[Supplied passage Boundary: Start]

This includes toys to play, like vehicles, animals, birds, fruits, vegetables, houses, games like snakes & ladders, puzzles, abacus, books and materials for reading and writing like slate, picture books and other resources for first-hand experience. Space is also required for displaying and storing children’s artwork and other creative works.
Types of Storage
Storage space areas play a very important role within an indoor learning environment for preschoolers or toddlers. There are three types of storage areas (Dodge D. T., et al – 2010), namely:
a) Open Storage
Open storage enables convenience and makes it easy-to-access. Materials that are used regularly on an everyday-basis are stored in open storage spaces. The shelves should be labelled as per the materials that are placed in it for quick and unrestricted access. The open storage can be a space that can be accessed by children too.
b) Closed Storage
Closed storage spaces are for materials meant for teachers, facilitators and other enablers. The primary use of closed storage spaces is to place records meant for maintenance, office supplies, etc.
It is also meant for storing items that contain chemicals, like detergent, lotions, cleaning liquid, among others, so that they are out of reach of children. This ensures children’s safety, which should always be paramount.

[Supplied passage Boundary: End]
[Supplied material Boundary: Start]

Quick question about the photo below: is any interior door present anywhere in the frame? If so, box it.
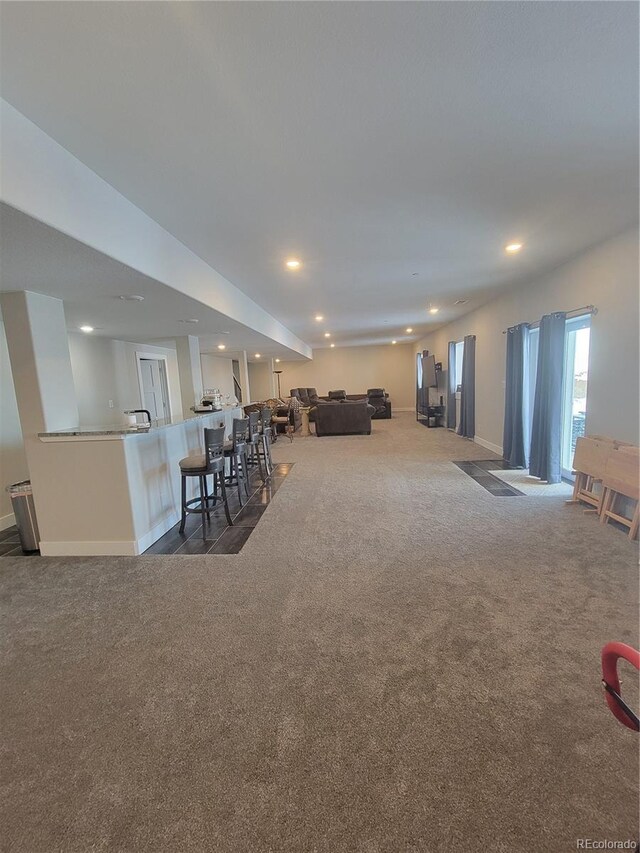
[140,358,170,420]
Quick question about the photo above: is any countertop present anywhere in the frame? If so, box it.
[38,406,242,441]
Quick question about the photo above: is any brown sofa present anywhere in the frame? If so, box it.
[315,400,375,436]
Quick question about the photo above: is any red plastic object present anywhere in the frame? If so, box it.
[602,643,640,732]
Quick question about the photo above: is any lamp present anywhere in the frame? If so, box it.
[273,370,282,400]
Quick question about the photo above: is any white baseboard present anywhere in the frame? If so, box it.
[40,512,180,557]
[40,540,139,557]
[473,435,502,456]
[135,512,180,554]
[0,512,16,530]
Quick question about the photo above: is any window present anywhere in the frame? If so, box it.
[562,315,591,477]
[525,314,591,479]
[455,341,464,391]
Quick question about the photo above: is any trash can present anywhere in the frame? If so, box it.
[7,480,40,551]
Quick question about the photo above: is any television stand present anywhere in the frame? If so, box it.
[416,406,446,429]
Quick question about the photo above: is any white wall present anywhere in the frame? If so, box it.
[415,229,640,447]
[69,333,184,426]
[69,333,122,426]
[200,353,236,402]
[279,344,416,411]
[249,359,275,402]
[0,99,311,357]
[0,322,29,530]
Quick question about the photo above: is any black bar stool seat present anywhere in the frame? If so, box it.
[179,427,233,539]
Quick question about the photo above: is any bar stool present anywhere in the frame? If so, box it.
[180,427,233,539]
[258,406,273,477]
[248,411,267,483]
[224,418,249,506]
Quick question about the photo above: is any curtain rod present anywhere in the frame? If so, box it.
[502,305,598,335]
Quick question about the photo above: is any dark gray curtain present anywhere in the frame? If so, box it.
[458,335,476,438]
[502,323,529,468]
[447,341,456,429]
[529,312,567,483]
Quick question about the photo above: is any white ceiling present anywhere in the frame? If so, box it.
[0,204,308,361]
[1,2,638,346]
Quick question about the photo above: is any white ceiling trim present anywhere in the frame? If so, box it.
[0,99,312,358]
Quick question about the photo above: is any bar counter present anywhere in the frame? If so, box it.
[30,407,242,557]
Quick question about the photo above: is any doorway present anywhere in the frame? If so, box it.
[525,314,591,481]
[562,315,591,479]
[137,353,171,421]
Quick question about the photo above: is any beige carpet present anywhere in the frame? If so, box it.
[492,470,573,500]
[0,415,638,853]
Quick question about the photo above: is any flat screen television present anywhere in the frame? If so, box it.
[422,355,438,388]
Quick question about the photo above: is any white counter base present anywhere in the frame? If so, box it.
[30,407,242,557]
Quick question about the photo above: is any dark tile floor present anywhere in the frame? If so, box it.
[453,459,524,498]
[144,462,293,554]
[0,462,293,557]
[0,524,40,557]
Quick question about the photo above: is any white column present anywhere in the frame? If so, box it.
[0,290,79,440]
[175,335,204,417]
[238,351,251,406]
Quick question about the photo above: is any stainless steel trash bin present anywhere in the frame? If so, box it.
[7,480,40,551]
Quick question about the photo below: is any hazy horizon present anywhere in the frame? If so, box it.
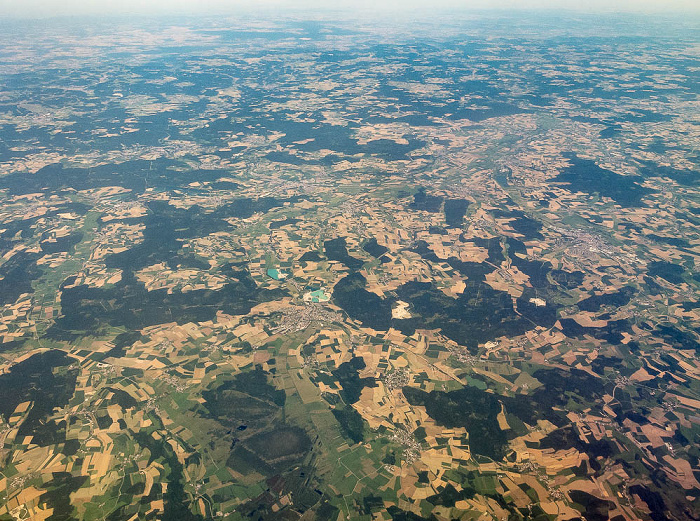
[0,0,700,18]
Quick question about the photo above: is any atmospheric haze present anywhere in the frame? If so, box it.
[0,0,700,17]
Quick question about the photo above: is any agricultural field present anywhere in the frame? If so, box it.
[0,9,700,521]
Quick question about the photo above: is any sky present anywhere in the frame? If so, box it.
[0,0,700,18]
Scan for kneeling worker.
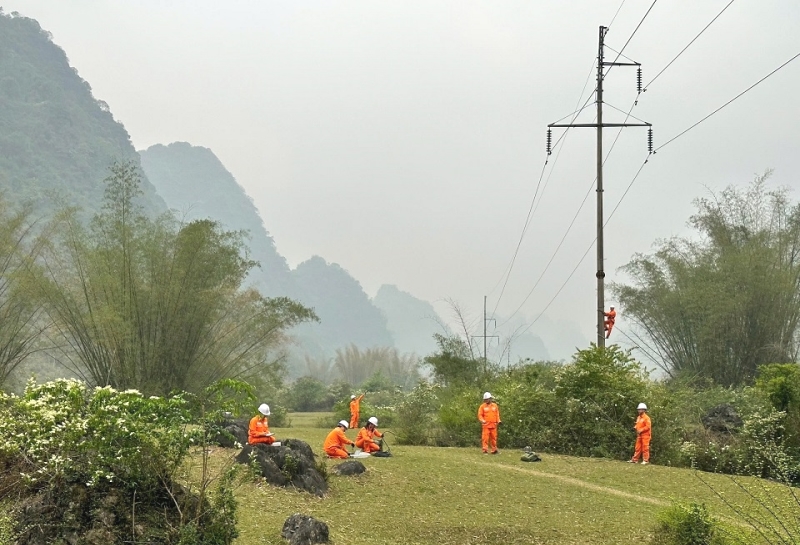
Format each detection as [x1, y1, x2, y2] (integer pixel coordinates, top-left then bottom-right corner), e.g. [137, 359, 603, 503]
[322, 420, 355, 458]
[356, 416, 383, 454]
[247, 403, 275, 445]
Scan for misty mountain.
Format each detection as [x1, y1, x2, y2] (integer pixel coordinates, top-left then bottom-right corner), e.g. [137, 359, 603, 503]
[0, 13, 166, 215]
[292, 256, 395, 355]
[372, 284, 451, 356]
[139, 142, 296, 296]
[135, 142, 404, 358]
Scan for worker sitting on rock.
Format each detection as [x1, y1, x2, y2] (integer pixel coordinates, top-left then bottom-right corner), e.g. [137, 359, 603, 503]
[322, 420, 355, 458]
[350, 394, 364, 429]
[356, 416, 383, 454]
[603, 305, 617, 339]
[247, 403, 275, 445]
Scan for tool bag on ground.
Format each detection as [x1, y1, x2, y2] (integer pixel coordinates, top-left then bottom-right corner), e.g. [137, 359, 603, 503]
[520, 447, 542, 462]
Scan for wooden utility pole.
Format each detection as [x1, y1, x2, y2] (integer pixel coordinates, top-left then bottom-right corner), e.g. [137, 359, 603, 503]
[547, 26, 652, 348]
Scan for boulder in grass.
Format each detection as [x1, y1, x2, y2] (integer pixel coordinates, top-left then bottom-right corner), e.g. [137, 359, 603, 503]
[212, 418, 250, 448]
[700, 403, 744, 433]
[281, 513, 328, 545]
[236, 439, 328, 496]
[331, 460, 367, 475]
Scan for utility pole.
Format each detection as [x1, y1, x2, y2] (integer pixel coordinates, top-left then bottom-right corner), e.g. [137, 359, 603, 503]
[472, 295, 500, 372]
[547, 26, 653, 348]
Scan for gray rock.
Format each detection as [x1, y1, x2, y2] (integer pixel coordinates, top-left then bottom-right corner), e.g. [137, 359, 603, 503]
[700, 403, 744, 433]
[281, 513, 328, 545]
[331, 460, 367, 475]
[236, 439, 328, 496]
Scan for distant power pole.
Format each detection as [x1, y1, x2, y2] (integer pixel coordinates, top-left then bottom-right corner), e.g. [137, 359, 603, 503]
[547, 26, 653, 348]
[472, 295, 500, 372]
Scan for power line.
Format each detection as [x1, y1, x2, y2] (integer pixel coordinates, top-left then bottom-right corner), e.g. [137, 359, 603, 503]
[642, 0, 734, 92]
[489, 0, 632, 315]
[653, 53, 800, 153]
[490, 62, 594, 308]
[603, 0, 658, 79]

[Supplied material Boundary: End]

» **Directions for this task**
Continue the passage on classroom storage for preschoolers from its last sentence.

» **Answer for this exercise**
c) Personal Storage
Personal storage area is a space for storing personal belongings of children, teachers, facilitators and other personnel/enablers. The space should be labelled with a picture and name of the person for whom the space is designated.
For instance, a child will identity his storage area with his or her picture in that particular space. The first two alphabets of the child’s name or the first name and the initials has to be written and pasted for easy identification.
Personal storage spaces allow children to access their own things, like clothes, blankets, shoes, gloves, socks, towels, bags, etc. The important aspect of this storage space is that it gives the child a sense of belonging with the childcare centre/preschool and makes them feel ‘at home’.
Most of all, the personal storage area gives children a sense of independence and control, as they can access the space and materials all by themselves.
Similarly, the teachers, facilitators and other personnel can also store their personal belongings, which can be kept out of reach of children. Not only does it help them keep their belongings like handbags and other items, it can also help them keep items that may be unsafe for children, such as medicines, mobile phones and makeup materials.
5. Display Area
Displaying children’s artworks, other creative works and portfolios can make them feel happy and encourages them to demonstrate more of their creative skills.
Displaying artwork of children in a prominent space within an Indoor learning environment where all children can see is a great way of telling children that their creative ideas are valued and their talent is recognised and appreciated.
Such acknowledgement and appreciation gives children not only a sense of sense of happiness and pride, but also a sense of identity through their work. It also helps the facilitator to record the child’s creative developmental milestones, access them, and refer to it at a later date.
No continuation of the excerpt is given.